We must raise the bar high for our leaders, both religious and political. We must hold them to account and expect them to be worthy of leading capably and with integrity. Anything less and they become like a cancer that must be cut out.

 

So how does any of this apply to you and me? For some, all this talk of assault brings up their own life-altering experiences of trauma. Or perhaps it surfaces memories of shameful things that they themselves have done to others.

 

Let me suggest, though, that we are like those disciples. It is incumbent upon us, as followers of Christ, to be honest, compassionate, loving people. When we make mistakes, as we all do, we must acknowledge them, apologize, and make amends as best we can. And then heal and move on. How many times have we heard of church leaders who were caught with prostitutes, or who got swept up in amassing riches, or turned out in other ways to be stumbling big-time? There are plenty of examples. And they make a mockery out of the words “Church” and “Christian.” That does enormous damage. It becomes a huge stumbling block to those seeking an authentic relationship with God.

Image-grounded pointing data
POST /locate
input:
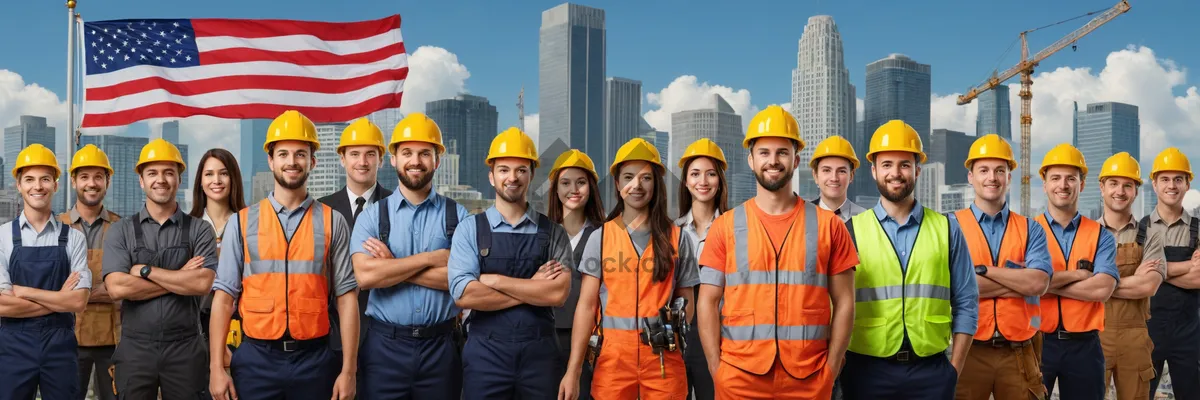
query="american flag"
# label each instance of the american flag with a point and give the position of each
(240, 69)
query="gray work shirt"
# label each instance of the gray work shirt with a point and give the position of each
(171, 312)
(49, 237)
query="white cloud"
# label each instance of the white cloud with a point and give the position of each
(687, 93)
(435, 73)
(1133, 76)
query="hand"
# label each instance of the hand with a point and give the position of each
(377, 249)
(221, 386)
(343, 389)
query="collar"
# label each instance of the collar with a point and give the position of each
(495, 219)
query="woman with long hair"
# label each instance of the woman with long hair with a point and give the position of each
(216, 197)
(702, 198)
(575, 204)
(631, 270)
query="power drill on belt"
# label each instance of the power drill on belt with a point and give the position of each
(667, 332)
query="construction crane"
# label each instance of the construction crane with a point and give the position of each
(1025, 67)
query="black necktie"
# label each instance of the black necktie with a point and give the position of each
(358, 207)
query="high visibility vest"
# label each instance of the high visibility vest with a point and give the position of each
(285, 284)
(889, 302)
(631, 292)
(1014, 318)
(1075, 315)
(777, 304)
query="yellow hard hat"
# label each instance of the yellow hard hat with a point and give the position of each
(636, 149)
(990, 145)
(160, 150)
(292, 125)
(1063, 155)
(773, 121)
(576, 159)
(361, 132)
(36, 155)
(417, 127)
(706, 148)
(895, 136)
(513, 143)
(90, 156)
(1171, 160)
(1121, 165)
(834, 145)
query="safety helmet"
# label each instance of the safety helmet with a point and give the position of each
(834, 145)
(1121, 165)
(990, 145)
(160, 150)
(361, 132)
(292, 125)
(636, 149)
(36, 155)
(773, 121)
(1171, 160)
(90, 156)
(706, 148)
(417, 127)
(1063, 155)
(513, 143)
(575, 159)
(895, 136)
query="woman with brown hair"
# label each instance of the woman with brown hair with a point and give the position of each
(575, 203)
(636, 264)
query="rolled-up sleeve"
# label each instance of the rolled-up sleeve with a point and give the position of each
(463, 263)
(965, 292)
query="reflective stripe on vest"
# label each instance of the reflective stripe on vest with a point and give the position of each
(777, 302)
(891, 302)
(1014, 318)
(1077, 315)
(285, 286)
(629, 292)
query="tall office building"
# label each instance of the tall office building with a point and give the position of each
(472, 123)
(822, 97)
(994, 115)
(125, 196)
(1101, 131)
(720, 124)
(28, 131)
(897, 88)
(571, 52)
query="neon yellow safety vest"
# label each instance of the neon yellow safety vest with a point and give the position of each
(889, 302)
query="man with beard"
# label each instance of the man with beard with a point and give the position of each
(400, 252)
(507, 266)
(361, 151)
(160, 263)
(915, 285)
(1139, 258)
(833, 168)
(43, 279)
(777, 292)
(99, 327)
(1012, 270)
(287, 257)
(1175, 323)
(1085, 274)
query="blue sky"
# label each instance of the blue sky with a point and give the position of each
(747, 45)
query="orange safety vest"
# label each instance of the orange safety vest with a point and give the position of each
(285, 284)
(777, 304)
(624, 274)
(1014, 318)
(1075, 315)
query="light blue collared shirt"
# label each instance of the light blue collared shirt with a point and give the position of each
(415, 228)
(964, 288)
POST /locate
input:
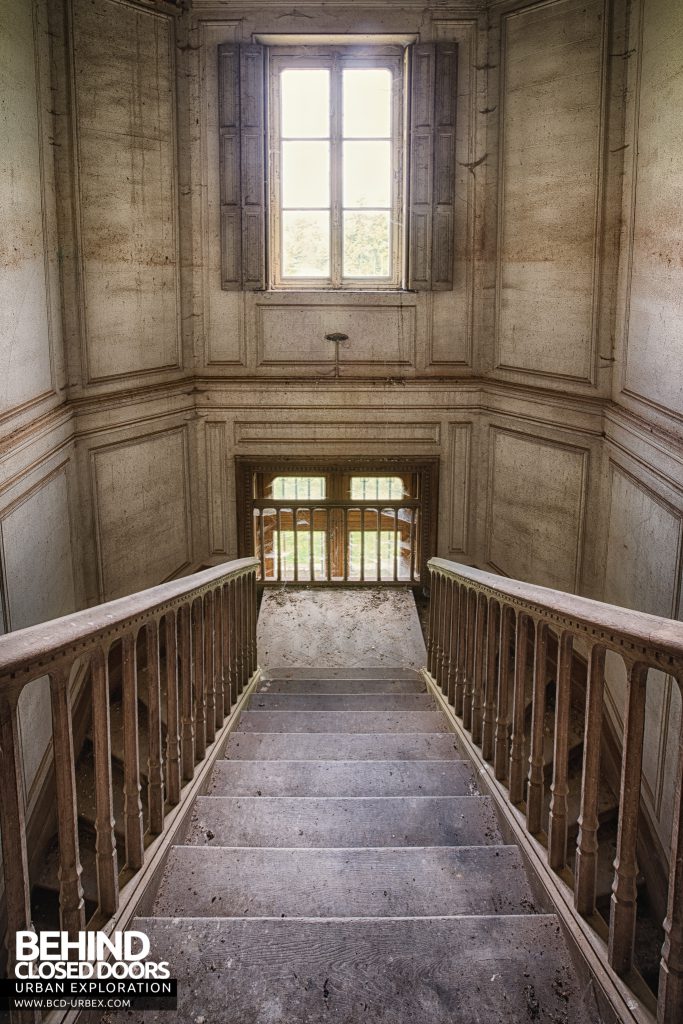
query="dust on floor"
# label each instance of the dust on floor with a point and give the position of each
(371, 628)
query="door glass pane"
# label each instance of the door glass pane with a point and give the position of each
(289, 567)
(297, 487)
(367, 174)
(305, 102)
(371, 488)
(305, 175)
(370, 559)
(367, 99)
(305, 244)
(367, 245)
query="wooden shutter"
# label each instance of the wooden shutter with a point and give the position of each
(432, 166)
(242, 122)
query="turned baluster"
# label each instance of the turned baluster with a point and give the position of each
(518, 712)
(253, 662)
(228, 678)
(156, 760)
(557, 822)
(459, 695)
(444, 656)
(624, 899)
(452, 642)
(469, 659)
(219, 659)
(72, 906)
(199, 679)
(670, 1003)
(479, 667)
(173, 781)
(232, 628)
(244, 622)
(131, 755)
(437, 596)
(587, 843)
(536, 787)
(488, 722)
(12, 827)
(238, 611)
(503, 716)
(105, 852)
(185, 683)
(433, 586)
(209, 668)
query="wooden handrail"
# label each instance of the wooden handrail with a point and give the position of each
(205, 626)
(476, 622)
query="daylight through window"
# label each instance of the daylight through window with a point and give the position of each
(336, 152)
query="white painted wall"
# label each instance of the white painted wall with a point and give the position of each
(644, 492)
(37, 484)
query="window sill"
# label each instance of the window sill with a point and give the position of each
(336, 293)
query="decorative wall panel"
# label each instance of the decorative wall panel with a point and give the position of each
(25, 314)
(460, 443)
(124, 83)
(535, 521)
(140, 489)
(653, 322)
(643, 570)
(550, 188)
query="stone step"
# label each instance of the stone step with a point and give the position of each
(343, 822)
(207, 882)
(345, 747)
(322, 686)
(342, 721)
(343, 778)
(342, 701)
(334, 673)
(425, 971)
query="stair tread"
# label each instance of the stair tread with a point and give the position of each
(323, 672)
(323, 686)
(342, 747)
(342, 701)
(333, 821)
(342, 778)
(364, 883)
(342, 721)
(427, 971)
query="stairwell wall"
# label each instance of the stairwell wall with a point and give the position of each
(39, 570)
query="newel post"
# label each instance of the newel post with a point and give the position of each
(12, 823)
(72, 907)
(624, 899)
(587, 844)
(670, 1001)
(108, 866)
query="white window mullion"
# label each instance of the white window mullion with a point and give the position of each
(336, 170)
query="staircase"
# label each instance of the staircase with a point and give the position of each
(343, 865)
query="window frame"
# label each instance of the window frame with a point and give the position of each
(336, 57)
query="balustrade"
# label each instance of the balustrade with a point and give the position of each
(481, 625)
(198, 635)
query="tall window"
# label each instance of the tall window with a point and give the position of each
(337, 188)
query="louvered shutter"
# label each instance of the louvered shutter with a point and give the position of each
(242, 122)
(432, 166)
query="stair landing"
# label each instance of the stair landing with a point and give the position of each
(352, 872)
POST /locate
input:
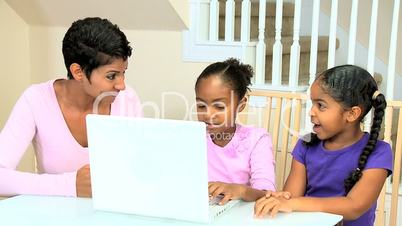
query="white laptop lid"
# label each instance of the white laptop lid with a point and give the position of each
(150, 167)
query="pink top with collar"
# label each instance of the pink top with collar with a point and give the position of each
(247, 159)
(37, 117)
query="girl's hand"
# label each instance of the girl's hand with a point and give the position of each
(271, 206)
(83, 182)
(278, 194)
(229, 191)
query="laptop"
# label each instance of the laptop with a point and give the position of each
(151, 167)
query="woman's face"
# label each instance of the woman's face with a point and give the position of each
(107, 78)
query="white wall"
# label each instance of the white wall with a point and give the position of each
(361, 53)
(32, 54)
(155, 69)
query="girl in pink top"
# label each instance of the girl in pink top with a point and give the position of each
(52, 114)
(240, 158)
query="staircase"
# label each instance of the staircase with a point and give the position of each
(286, 39)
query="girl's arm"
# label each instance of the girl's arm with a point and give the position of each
(358, 200)
(234, 191)
(297, 179)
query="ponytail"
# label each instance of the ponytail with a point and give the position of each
(379, 104)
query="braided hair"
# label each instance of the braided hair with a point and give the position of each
(352, 86)
(237, 75)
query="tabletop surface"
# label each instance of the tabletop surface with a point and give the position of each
(52, 210)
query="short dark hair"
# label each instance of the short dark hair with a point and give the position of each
(232, 72)
(93, 42)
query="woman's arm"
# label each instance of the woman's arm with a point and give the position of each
(15, 137)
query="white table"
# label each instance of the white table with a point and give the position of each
(46, 210)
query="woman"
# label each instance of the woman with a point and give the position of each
(52, 114)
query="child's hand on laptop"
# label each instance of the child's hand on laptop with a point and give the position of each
(229, 191)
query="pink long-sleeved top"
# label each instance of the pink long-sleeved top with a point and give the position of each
(247, 159)
(37, 118)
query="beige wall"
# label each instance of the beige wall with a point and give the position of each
(385, 11)
(15, 67)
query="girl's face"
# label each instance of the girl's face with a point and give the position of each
(217, 105)
(327, 115)
(107, 78)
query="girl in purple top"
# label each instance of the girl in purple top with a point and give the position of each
(52, 114)
(240, 159)
(341, 169)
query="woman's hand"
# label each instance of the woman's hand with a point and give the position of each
(83, 182)
(278, 194)
(271, 206)
(229, 191)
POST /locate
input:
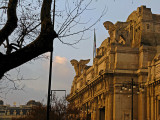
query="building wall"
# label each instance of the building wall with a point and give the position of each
(131, 52)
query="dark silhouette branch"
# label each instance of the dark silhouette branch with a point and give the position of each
(11, 21)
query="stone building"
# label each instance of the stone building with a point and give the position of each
(103, 91)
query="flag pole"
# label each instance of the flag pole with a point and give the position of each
(50, 71)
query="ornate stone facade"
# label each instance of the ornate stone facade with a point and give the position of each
(131, 52)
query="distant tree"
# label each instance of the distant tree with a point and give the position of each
(59, 111)
(27, 34)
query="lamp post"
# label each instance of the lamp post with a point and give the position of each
(50, 71)
(132, 101)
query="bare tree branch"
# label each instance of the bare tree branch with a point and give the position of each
(11, 22)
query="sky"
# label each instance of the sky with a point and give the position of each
(36, 72)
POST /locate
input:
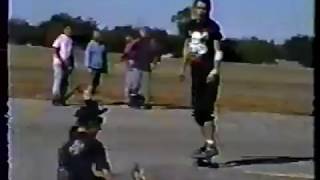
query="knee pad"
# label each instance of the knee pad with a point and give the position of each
(202, 118)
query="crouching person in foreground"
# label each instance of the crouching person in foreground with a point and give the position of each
(84, 157)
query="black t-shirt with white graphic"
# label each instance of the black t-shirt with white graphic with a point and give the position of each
(78, 155)
(202, 34)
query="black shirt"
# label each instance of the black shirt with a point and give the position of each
(78, 155)
(210, 31)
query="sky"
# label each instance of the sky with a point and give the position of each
(265, 19)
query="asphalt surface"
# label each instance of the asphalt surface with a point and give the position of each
(253, 145)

- **To do**:
(1) In the sermon excerpt, what does the speaker say leaders become if we accept anything less than capable leadership with integrity?
(2) Using the sermon excerpt, explain why church leaders who stumble in the ways described cause harm.
(3) Continue the sermon excerpt on leaders and accountability, starting after its final sentence.

- **Task-by-task outputs**:
(1) They become like a cancer that must be cut out.

(2) Such leaders make a mockery out of the words "Church" and "Christian," which does enormous damage. Their conduct becomes a huge stumbling block to people seeking an authentic relationship with God.

(3)
 

So we have to do our best to be the counterexamples. We are all human, and we all make mistakes. But we have to keep trying to do better. We keep striving to stand tall, to live in the light of God’s abundant and grace-filled love, to heal, and to keep serving. Then maybe we, too, can be like Esther, in just such a time as this, prepared to risk great personal sacrifice for the greater good of her people. Tempered by trauma and trials, tempered, like steel, to stand tall. Amen.